**Excerpted text:**
┄┄┄┄┄┄┄┄┄┄
So, if you think about, like, especially, this year, because the new year was a Monday, in a new month, in a new year, like, hope is high.

So, I do try to take advantage of that. Yeah, I think resolutions feel like demands so that, like, I skip that. But I do like the freshness of kind of clearing intentions, or clarifying intentions and trying to lean into those.

So, I am doing that. But yeah, in a low-demand way, because the fatigue is pretty intense right now.

PATRICK CASALE: Yeah, I can tell and sense that for sure. And I think that I don't. I don't dislike the idea of fresh starts, New Year's, like, when hope is high, I like that mentality. I think I hate the societal, like, expectations and pressures of, like, what holidays bring upon us.

And I am very much the person where it's like society says we should feel this way, well, I'm going to do the exact fucking opposite.

MEGAN NEFF: Absolutely.

PATRICK CASALE: I also struggle so much with the winter months. Like, my seasonal depression goes way up. My lethargy goes way up. I think that I use the first nine months of the year or the last nine months of the year to like, really get into a flow state, and do a lot, and produce a lot. So, I always end up like, it feels like you're like getting to the end of the marathon. Like, you see the finish line. And you're just like basically dragging yourself across at the end.

And that's kind of where I end up every year. And I found I can either, like, beat myself up for that, change my habits, or I can just accept the fact that nine months of the year I'm going to feel really energized. And as we approach the colder months, I'm going to start to slow down quite a bit and go into almost like a dormant hibernation stage, so that I can, you know, do the things that I've been doing on an annual basis.

MEGAN NEFF: So, my spouse just literally joked about that last week. He's like, "You're like a bear. Like, you go into hibernation."

Because, I mean, and I do feel bad. Like, he feels it. And I don't know how I forget this, maybe it's like selective memory. But every January is so hard for me.

And so I live in Oregon. The winters are really long and gray. And my chronic fatigue just gets so intense. Like, I typically, outside the winter months will have like, maybe a three-hour block in the day where I'm not totally fatigued. But in January, it's just like it's just a wall of fatigue that's constant. And it's so painful.

PATRICK CASALE: It is really painful. And it's so heavy. It almost feels like minute by minute existence becomes more challenging. And you become more aware of time and how slowly it feels like it's moving.

And there are so many days in January and in like February too, here in the mountains, like where I don't want to get out of bed, I don't want to do anything at all.

And I have this internal dialogue of like, "You're being lazy, you're not being productive." Versus like, "I don't care. Like, I just don't want to do anything." And I'm going to more likely succumb to that.
┄┄┄┄┄┄┄┄┄┄
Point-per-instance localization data
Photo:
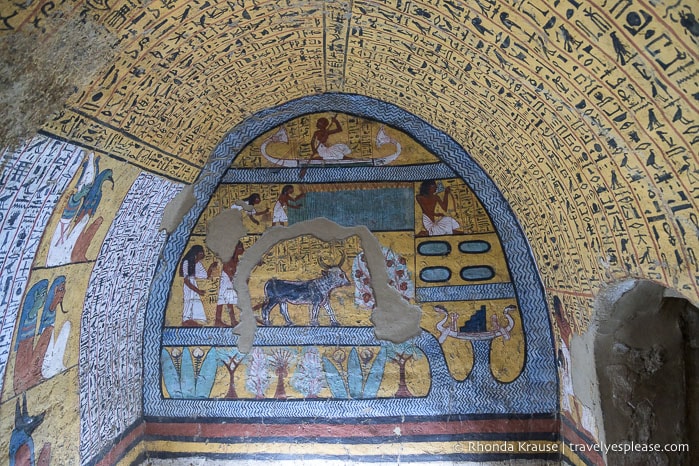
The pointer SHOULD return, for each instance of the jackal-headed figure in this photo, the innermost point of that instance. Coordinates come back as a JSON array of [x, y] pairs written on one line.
[[21, 442]]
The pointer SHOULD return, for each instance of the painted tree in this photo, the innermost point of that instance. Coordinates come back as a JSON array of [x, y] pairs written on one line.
[[231, 359], [258, 373], [401, 354], [362, 376], [280, 362], [308, 379]]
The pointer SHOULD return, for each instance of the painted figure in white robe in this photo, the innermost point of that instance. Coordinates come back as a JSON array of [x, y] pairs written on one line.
[[285, 200], [191, 269], [319, 141], [74, 232], [227, 296], [435, 223], [40, 352], [248, 204]]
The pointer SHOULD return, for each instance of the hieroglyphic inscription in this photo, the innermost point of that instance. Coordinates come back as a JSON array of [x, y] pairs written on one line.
[[603, 94], [112, 319], [95, 135], [219, 55], [32, 181]]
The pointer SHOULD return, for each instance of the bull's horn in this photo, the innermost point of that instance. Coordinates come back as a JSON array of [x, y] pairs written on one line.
[[325, 266]]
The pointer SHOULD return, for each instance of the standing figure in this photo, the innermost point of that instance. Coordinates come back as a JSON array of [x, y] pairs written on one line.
[[43, 360], [319, 141], [74, 232], [284, 201], [248, 205], [226, 294], [192, 269], [569, 402], [435, 223]]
┄┄┄┄┄┄┄┄┄┄
**Work instruction:**
Answer these questions using the conversation about winter fatigue.
(a) Where does Megan Neff say she lives?
(b) What animal did her spouse compare her to?
(c) Which two months does Patrick Casale name as bringing many days when he does not want to get out of bed?

**Solution:**
(a) Oregon
(b) A bear
(c) January and February